- **WORK INSTRUCTION**:
Only these lines should appear, exactly: the one containing "Target: sauce coating the meat" and every line after it through the end of the material below.

- **GIVEN RECORDS**:
= = = =

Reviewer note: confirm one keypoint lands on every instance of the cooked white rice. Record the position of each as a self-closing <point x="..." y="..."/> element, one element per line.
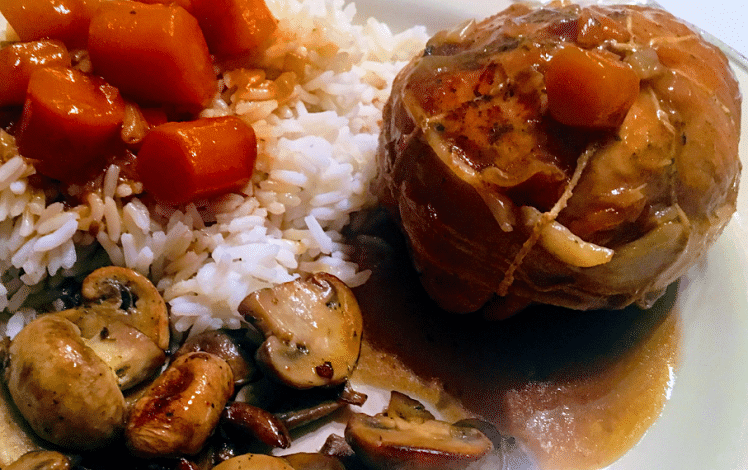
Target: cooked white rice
<point x="314" y="167"/>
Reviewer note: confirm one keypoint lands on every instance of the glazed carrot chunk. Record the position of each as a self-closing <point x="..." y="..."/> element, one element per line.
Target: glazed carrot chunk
<point x="17" y="61"/>
<point x="587" y="89"/>
<point x="234" y="27"/>
<point x="66" y="20"/>
<point x="181" y="162"/>
<point x="155" y="54"/>
<point x="69" y="123"/>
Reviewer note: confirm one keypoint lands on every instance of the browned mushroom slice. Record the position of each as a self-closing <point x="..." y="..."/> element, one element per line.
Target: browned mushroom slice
<point x="225" y="346"/>
<point x="263" y="425"/>
<point x="312" y="330"/>
<point x="131" y="295"/>
<point x="407" y="408"/>
<point x="254" y="462"/>
<point x="386" y="442"/>
<point x="181" y="408"/>
<point x="41" y="460"/>
<point x="313" y="461"/>
<point x="132" y="356"/>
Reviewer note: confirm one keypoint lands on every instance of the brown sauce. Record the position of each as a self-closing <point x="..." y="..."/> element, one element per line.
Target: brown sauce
<point x="577" y="389"/>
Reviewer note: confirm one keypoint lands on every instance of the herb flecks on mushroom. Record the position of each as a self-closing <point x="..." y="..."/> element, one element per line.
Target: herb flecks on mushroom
<point x="132" y="296"/>
<point x="400" y="438"/>
<point x="66" y="392"/>
<point x="312" y="330"/>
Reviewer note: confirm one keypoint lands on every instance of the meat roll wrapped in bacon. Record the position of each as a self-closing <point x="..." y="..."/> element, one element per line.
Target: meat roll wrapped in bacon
<point x="580" y="157"/>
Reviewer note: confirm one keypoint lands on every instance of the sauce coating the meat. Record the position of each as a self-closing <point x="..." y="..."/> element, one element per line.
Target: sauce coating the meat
<point x="577" y="389"/>
<point x="580" y="157"/>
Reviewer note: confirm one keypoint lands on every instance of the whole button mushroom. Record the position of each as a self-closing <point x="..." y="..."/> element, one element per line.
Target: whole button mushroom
<point x="65" y="391"/>
<point x="133" y="356"/>
<point x="41" y="460"/>
<point x="181" y="408"/>
<point x="130" y="295"/>
<point x="312" y="330"/>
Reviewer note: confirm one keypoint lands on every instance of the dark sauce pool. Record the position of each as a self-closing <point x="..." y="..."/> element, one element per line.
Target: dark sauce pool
<point x="576" y="389"/>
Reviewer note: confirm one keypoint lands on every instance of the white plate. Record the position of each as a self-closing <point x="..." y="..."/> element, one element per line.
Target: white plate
<point x="704" y="425"/>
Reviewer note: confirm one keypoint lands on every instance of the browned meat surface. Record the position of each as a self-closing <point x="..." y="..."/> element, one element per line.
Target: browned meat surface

= = = =

- **TASK OUTPUT**:
Target: sauce coating the meat
<point x="577" y="389"/>
<point x="580" y="157"/>
Reviewer note: confirm one keypoint lands on every instance of the whole button mushroom. Record the position of each as a self-closing <point x="..." y="..."/> element, one element per line.
Target: whole button mushroom
<point x="65" y="391"/>
<point x="133" y="356"/>
<point x="41" y="460"/>
<point x="181" y="408"/>
<point x="130" y="295"/>
<point x="312" y="330"/>
Reviewer note: confirm one keypoint lands on every instance of the dark sauce pool. Record the position of each as a self-closing <point x="..." y="..."/> element, one element per line.
Target: dark sauce pool
<point x="576" y="389"/>
Reviewer note: confirm one keypoint lands on every instance of the white plate. Record the position of each as a self-closing <point x="..." y="..."/> element, one element per line.
Target: white plate
<point x="704" y="425"/>
Reviewer note: confirm one keypoint lands on every instance of the browned meat surface. Record the position of each as a self-closing <point x="..." y="..."/> element, one element per line.
Target: browned meat surface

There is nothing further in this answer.